++++ TEXT SEGMENT ++++

Lies and Litigation, Part Two: the cost of the Autographs

Part One of this post can be found here.


Last year, I acquired a partial copy of Geraldine of Desmond from John’s Bookshop in Athlone. It was the only original Crumpe novel that I’ve ever seen for sale, and I was keen to own one for myself. It’s not in perfect condition, but this is no reflection on the bookshop, as the damage seems to have been done a long time ago.

My copy is a second edition, which means that it should contain the lithographs that Miss Crumpe was so proud of – the “Autographs”, or signatures of famous historical characters who appear in the book – at the start of the first volume. The third volume should also contain a further special feature, which you can see in the image below (from the copy in the British Library). In this version, the final page of text has been reproduced in the author’s handwriting, and embellished with her signature. However, some vandal has cut out the lithographs from the beginning of my book, and stolen the final volume altogether. (My copy is not the only survivor which is missing its final volume; the one in the University of St. Andrews seems to have suffered a similar fate. At least this vindicates Miss Crumpe’s hope that the lithographs would make the book more appealing!)

++++ RAW DATA ++++

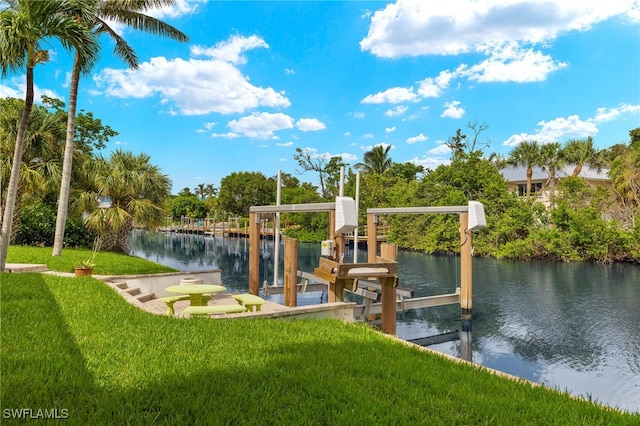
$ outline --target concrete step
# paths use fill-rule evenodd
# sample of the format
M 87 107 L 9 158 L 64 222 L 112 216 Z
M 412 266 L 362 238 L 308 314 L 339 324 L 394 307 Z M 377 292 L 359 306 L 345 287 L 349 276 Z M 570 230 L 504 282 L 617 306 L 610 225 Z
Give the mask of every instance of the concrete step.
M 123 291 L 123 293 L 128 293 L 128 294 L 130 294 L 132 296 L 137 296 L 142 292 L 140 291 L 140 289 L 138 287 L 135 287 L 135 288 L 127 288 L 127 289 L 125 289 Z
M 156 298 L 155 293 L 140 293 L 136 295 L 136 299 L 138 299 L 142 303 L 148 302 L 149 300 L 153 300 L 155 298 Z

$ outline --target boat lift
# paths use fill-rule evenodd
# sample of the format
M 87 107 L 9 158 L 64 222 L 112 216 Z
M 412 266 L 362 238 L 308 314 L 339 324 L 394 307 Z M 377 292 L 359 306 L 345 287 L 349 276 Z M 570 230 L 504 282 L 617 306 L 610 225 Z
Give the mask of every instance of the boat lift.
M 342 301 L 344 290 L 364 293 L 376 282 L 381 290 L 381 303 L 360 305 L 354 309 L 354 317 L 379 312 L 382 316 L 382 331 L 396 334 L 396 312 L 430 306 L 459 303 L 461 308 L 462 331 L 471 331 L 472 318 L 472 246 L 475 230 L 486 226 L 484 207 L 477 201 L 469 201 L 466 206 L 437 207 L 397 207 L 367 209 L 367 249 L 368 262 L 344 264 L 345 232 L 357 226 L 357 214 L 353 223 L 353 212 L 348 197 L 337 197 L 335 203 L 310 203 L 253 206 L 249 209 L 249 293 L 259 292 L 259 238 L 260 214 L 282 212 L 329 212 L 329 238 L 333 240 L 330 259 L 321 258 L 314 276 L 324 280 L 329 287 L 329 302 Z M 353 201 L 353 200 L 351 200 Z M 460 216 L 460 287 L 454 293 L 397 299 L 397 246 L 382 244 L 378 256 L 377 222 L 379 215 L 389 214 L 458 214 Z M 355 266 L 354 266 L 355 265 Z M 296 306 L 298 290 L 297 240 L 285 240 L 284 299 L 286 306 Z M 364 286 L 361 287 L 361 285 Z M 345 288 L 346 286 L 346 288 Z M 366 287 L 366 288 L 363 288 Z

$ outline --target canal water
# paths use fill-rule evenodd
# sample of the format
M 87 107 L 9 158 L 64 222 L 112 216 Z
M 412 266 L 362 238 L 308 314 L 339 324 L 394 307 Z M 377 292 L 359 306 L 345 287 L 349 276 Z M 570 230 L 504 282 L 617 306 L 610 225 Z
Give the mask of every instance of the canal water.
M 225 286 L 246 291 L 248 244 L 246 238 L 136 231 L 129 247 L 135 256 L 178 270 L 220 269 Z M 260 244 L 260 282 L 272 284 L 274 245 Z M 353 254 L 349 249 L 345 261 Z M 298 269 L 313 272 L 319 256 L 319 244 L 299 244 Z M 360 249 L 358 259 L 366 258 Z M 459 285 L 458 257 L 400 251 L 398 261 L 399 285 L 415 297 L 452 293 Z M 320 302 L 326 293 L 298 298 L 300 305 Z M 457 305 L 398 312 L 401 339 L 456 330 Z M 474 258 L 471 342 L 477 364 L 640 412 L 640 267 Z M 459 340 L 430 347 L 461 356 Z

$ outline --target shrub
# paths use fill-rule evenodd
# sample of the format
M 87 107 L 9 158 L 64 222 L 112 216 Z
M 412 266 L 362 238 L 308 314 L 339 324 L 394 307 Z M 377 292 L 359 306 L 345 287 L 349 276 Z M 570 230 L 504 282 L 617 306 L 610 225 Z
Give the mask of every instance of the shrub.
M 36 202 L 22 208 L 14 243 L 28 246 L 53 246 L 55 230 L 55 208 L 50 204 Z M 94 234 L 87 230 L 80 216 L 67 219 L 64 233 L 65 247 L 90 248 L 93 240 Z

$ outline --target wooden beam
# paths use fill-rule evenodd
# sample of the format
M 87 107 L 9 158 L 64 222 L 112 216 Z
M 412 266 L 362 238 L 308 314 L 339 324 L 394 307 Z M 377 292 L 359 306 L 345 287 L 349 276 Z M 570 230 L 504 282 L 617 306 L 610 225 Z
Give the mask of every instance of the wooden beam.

++++

- _JOB_: From the post about the Crumpe novel, reproduce word for word the passage that begins with the words containing "My copy is a" and ends with "book more appealing!)".

- _RESULT FOR THIS EXERCISE_:
My copy is a second edition, which means that it should contain the lithographs that Miss Crumpe was so proud of – the “Autographs”, or signatures of famous historical characters who appear in the book – at the start of the first volume. The third volume should also contain a further special feature, which you can see in the image below (from the copy in the British Library). In this version, the final page of text has been reproduced in the author’s handwriting, and embellished with her signature. However, some vandal has cut out the lithographs from the beginning of my book, and stolen the final volume altogether. (My copy is not the only survivor which is missing its final volume; the one in the University of St. Andrews seems to have suffered a similar fate. At least this vindicates Miss Crumpe’s hope that the lithographs would make the book more appealing!)